▸ TESTO FORNITO:
=====

Nonostante il grande numero di attori coinvolti, possiamo immediatamente rilevare la presenza di due categorie ben distinte: attori umanitari, che rappresentano la maggioranza, e attori securitari (Civipol e Interpol). Una prima mappatura dei progetti, dunque, permette di evidenziare come logiche securitarie e umanitarie convivano e si intersechino, talvolta anche all’interno di uno stesso progetto.
OIM e UNHCR: attori nell’esternalizzazione preventiva della frontiera
In particolare, è interessante notare la presenza preponderante di OIM e UNHCR, che si vanno a collocare a pieno titolo tra gli attori principali nel panorama delle politiche di esternalizzazione preventiva. Benché negli ultimi anni le loro attività siano spesso andate a convergere, queste organizzazioni hanno due mandati essenzialmente diversi. UNHCR è l’Agenzia ONU per i Rifugiati e ha come mandato quello di fornire protezione e assistenza, l’OIM è un’agenzia intergovernativa che si occupa di affiancare gli stati nella gestione dei flussi migratori. Dal 2016 è associata alle Nazioni Unite (related association), senza però far parte del sistema delle agenzie specializzate delle Nazioni Unite (specialized agency). Benché UNHCR e OIM lavorino spesso insieme ufficialmente il loro compito è molto diverso: UNHCR ha una vero e proprio mandato umanitario, e opera quindi ad esclusivo beneficio dei rifugiati; il mandato di IOM è invece quello di agevolare la gestione dei flussi attraverso progetti anche molto diversi tra loro, dall’elaborazione dei visti, al training per la polizia di frontiera, dall’evacuazione e rimpatrio fino anche a progetti di natura prettamente socio-economica. Inoltre, proprio per la natura del suo mandato, OIM si occupa di migranti (non solo rifugiati). Infine, mentre UNHCR, viene finanziata principalmente dall’ONU, OIM viene finanziata a progetto, il che la rende più dipendente da finanziamenti esterni, ad esempio quelli europei. Queste differenze di mandato e budget potrebbero spiegare, almeno in parte, perché OIM sia molto più coinvolta di UNHCR nei progetti finanziati dall’UE in Africa occidentale.

=====

Scrivi il seguito del testo su OIM e UNHCR nelle politiche di esternalizzazione, partendo dopo la sua ultima frase.

▸ DATI:
=====

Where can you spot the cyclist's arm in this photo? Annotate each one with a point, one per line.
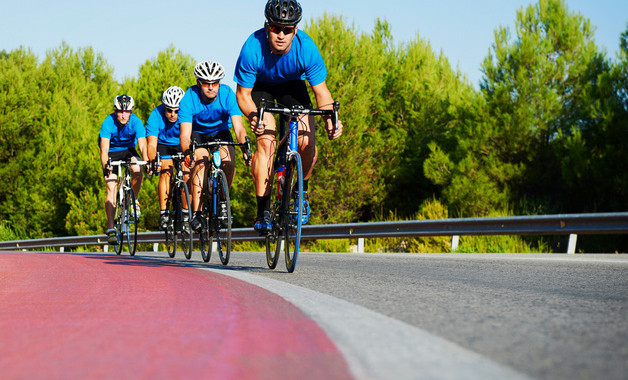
(324, 100)
(104, 151)
(249, 108)
(152, 147)
(141, 143)
(184, 136)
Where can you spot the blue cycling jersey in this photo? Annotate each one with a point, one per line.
(209, 118)
(121, 138)
(256, 63)
(158, 125)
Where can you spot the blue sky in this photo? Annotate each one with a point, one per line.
(130, 32)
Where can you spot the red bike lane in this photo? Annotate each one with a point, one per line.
(99, 316)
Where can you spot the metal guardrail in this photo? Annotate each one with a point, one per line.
(561, 224)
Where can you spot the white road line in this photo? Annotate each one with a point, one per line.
(379, 347)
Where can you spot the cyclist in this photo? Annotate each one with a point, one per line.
(207, 112)
(162, 131)
(273, 63)
(120, 133)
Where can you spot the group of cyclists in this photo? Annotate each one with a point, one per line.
(274, 63)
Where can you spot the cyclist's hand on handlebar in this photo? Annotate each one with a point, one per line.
(257, 127)
(332, 132)
(189, 161)
(107, 170)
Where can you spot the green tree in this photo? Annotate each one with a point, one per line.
(521, 144)
(49, 136)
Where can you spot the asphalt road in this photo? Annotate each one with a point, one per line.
(543, 316)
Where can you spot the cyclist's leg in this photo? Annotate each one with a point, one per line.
(262, 163)
(227, 155)
(111, 183)
(136, 173)
(164, 183)
(198, 176)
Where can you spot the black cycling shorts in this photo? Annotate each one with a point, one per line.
(167, 151)
(123, 155)
(287, 94)
(224, 135)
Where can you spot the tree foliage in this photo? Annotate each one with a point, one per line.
(546, 132)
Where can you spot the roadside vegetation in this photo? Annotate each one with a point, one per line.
(545, 133)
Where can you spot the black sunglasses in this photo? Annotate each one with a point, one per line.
(278, 29)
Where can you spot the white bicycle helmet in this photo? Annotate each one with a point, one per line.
(123, 103)
(172, 97)
(209, 71)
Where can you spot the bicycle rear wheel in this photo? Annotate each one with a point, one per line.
(291, 210)
(130, 221)
(221, 218)
(184, 230)
(119, 217)
(273, 243)
(204, 236)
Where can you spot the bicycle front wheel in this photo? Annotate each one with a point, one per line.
(221, 218)
(291, 211)
(183, 226)
(130, 221)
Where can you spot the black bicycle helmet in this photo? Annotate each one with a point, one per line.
(123, 103)
(283, 12)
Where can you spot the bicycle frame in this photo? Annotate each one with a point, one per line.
(286, 212)
(216, 202)
(124, 187)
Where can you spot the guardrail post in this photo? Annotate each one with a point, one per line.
(571, 248)
(455, 241)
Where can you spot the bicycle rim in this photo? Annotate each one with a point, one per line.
(273, 243)
(171, 245)
(186, 229)
(292, 207)
(222, 223)
(204, 236)
(120, 210)
(130, 224)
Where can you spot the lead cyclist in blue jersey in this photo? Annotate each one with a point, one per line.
(162, 131)
(273, 64)
(119, 134)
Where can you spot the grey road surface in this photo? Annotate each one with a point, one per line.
(540, 316)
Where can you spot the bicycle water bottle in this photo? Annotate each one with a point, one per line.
(216, 158)
(280, 180)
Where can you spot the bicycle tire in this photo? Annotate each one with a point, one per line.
(130, 221)
(291, 210)
(186, 229)
(120, 210)
(273, 248)
(221, 226)
(204, 235)
(171, 246)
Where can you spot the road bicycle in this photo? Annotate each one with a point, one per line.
(178, 229)
(287, 202)
(216, 204)
(126, 218)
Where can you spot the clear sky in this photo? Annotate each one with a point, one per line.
(130, 32)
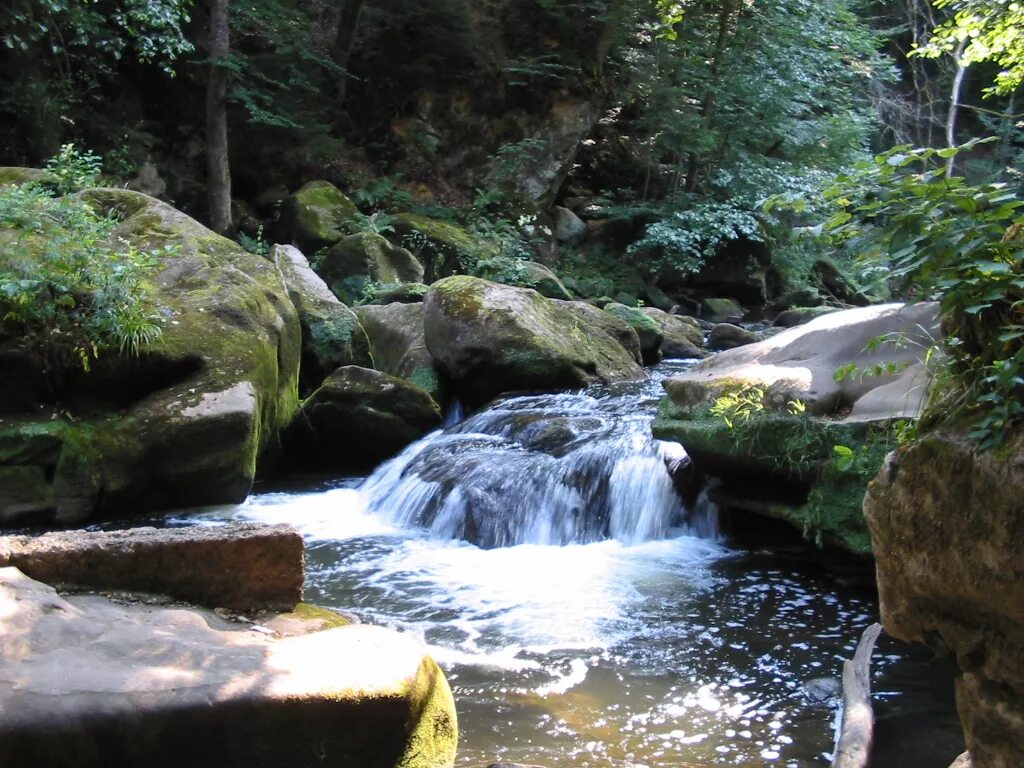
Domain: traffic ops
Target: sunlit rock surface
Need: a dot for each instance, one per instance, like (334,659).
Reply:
(88,682)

=====

▸ RISULTATO:
Di fatti, dal 2015, le attività di OIM in Africa hanno iniziato ad essere sempre più determinate dalle priorità strategiche dell’UE. Questo stretto rapporto di collaborazione culmina nel 2016 con la partnership tra UE e IOM nella gestione dei flussi migratori, l’Iniziativa Congiunta per la Protezione e Reintegrazione dei Migranti (EU-IOM Joint Initiative for Migrant Protection and Reintegration) – finanziata dall’EUTFA (Joint Initiative for Migrant Protection and Reintegration). In particolare, attraverso la EU-IOM Joint Initiative, l’OIM, in collaborazione con UE e stati terzi, si occupa dei rimpatri volontari e dell’assistenza e reintegrazione dei migranti una volta tornati nel paese d’origine. Inoltre, come parte del suo mandato, l’OIM organizza campagne di sensibilizzazione sui rischi della scelta migratoria e produce ingenti quantità di dati sui flussi migratori. In questo senso, attraverso la EU-IOM Joint Initiative sono stati finanziati molti progetti sia in Senegal che in Mauritania. Del resto, tra tutti gli attori finanziati attraverso l’EUTF, l’OIM è sicuramente una delle agenzie principali.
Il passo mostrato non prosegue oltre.